▶ PROVIDED INFORMATION
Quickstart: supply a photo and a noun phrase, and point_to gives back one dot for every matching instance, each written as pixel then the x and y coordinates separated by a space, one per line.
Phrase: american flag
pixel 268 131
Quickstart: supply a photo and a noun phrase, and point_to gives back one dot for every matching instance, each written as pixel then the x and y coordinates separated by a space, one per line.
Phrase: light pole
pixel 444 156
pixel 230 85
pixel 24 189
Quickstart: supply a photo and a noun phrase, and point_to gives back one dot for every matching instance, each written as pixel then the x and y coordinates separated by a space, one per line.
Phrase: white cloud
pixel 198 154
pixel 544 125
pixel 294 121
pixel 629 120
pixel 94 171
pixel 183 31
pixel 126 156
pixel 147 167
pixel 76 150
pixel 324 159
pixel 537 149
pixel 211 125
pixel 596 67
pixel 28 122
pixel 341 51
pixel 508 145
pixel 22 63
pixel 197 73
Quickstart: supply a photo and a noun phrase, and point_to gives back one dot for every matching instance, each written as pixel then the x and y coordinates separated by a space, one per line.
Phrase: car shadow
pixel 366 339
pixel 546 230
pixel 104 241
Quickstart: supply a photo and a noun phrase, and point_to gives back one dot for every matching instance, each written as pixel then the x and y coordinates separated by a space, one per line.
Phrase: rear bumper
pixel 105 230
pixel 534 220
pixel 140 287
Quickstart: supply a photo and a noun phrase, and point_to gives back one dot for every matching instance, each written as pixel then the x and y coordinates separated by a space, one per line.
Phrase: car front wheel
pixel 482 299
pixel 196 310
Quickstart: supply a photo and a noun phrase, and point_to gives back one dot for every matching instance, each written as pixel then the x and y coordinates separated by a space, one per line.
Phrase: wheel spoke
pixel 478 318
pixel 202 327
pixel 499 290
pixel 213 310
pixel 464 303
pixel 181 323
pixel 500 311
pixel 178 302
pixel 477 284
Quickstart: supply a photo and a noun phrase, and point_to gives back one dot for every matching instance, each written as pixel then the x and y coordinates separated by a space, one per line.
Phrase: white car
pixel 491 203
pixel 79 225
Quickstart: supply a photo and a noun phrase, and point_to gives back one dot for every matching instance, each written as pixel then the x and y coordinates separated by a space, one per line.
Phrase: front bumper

▶ TASK ITEM
Please give back the entries above, unchanged and complete.

▶ RESULT FOR THIS TASK
Quickstart: supply a photo and a noun phrase, and point_to gives back one dot for every matching instance, each written as pixel then the x and y coordinates separated by a space, one per line.
Phrase: american flag
pixel 268 131
Quickstart: supply a photo and a noun phrase, and point_to gives back one dot for every matching instance, each written as pixel then the x and y coordinates separated by a space, one per line.
Phrase: light pole
pixel 444 156
pixel 230 85
pixel 24 189
Quickstart: supply a photo and a noun phrase, and point_to gives back one dot for every matching instance, each written as pixel then the x and y coordinates separated by a space, one per line.
Phrase: white cloud
pixel 198 154
pixel 544 125
pixel 294 121
pixel 629 120
pixel 94 171
pixel 183 31
pixel 126 156
pixel 147 167
pixel 76 150
pixel 324 159
pixel 537 149
pixel 211 125
pixel 596 67
pixel 28 122
pixel 341 51
pixel 508 145
pixel 22 63
pixel 197 73
Quickstart: supply a photo and a noun phrase, and point_to gives back one dot for every matching instance, each written as pixel then the x and y coordinates separated by a space, one per line.
Phrase: car shadow
pixel 366 339
pixel 546 230
pixel 104 241
Quickstart: supply a photo and a noun phrase, and point_to gives back one dot for every matching instance, each written as pixel then the x and y coordinates separated by a space, one per line.
Phrase: rear bumper
pixel 105 230
pixel 534 220
pixel 140 287
Quickstart: supply a photo and a noun phrase, and point_to gives back one dot for every matching instance, each written as pixel then the x and y coordinates separated by a space, one per line.
Phrase: car front wheel
pixel 482 299
pixel 196 310
Quickstart: supply a photo and a noun phrase, and point_to gives back one dot for every matching instance, each written as pixel then the x and y coordinates separated by a space, one per line.
Phrase: wheel spoke
pixel 478 318
pixel 202 327
pixel 499 290
pixel 213 310
pixel 464 303
pixel 181 323
pixel 500 311
pixel 178 302
pixel 477 284
Quickstart: supply a photo and a noun phrase, and point_to gives back one dot for every matching instance, each written as pixel then the x and y coordinates separated by a space, one per line.
Phrase: white car
pixel 491 203
pixel 79 225
Quickstart: supply a photo and a noun phrase, and point_to gives back one dot for every matching instance, each written as pixel then the x and y coordinates separated by a space, one per line.
Phrase: front bumper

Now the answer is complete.